━━━━━ EXERCISE INPUT

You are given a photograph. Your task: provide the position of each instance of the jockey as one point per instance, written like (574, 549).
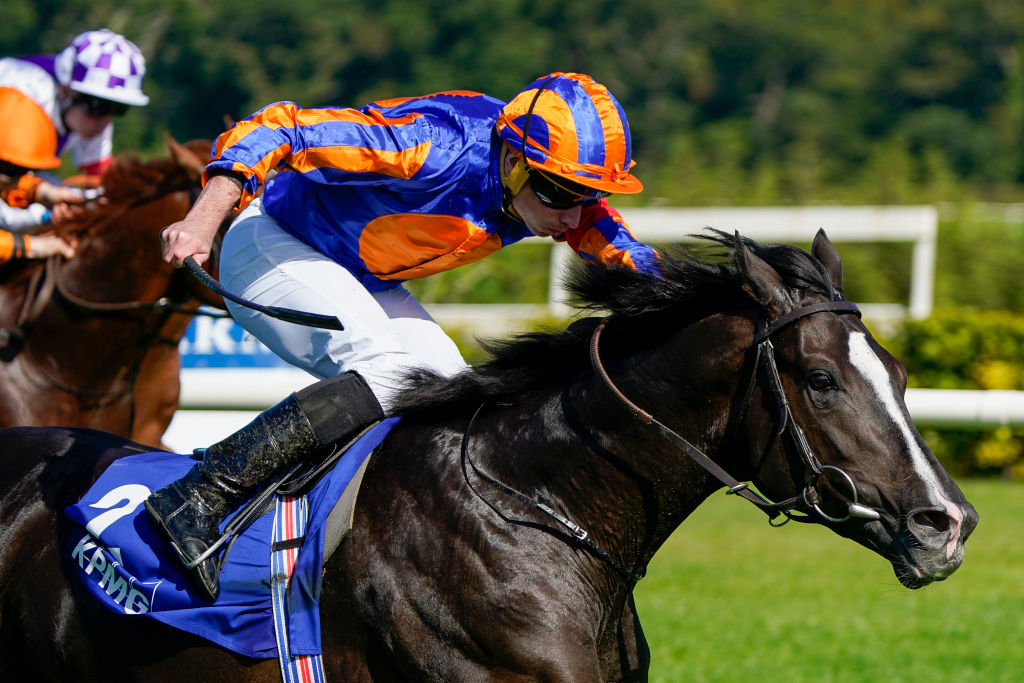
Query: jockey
(30, 145)
(81, 89)
(363, 200)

━━━━━━━━━━

_GIVEN TASK_
Print every line of the records above without any change, leaving out the pictures.

_COMPLETE ANSWER_
You are given a photograph. Your task: provide the position of each instance of the jockey as one point per instance, written like (574, 549).
Query: jockey
(30, 145)
(81, 89)
(363, 200)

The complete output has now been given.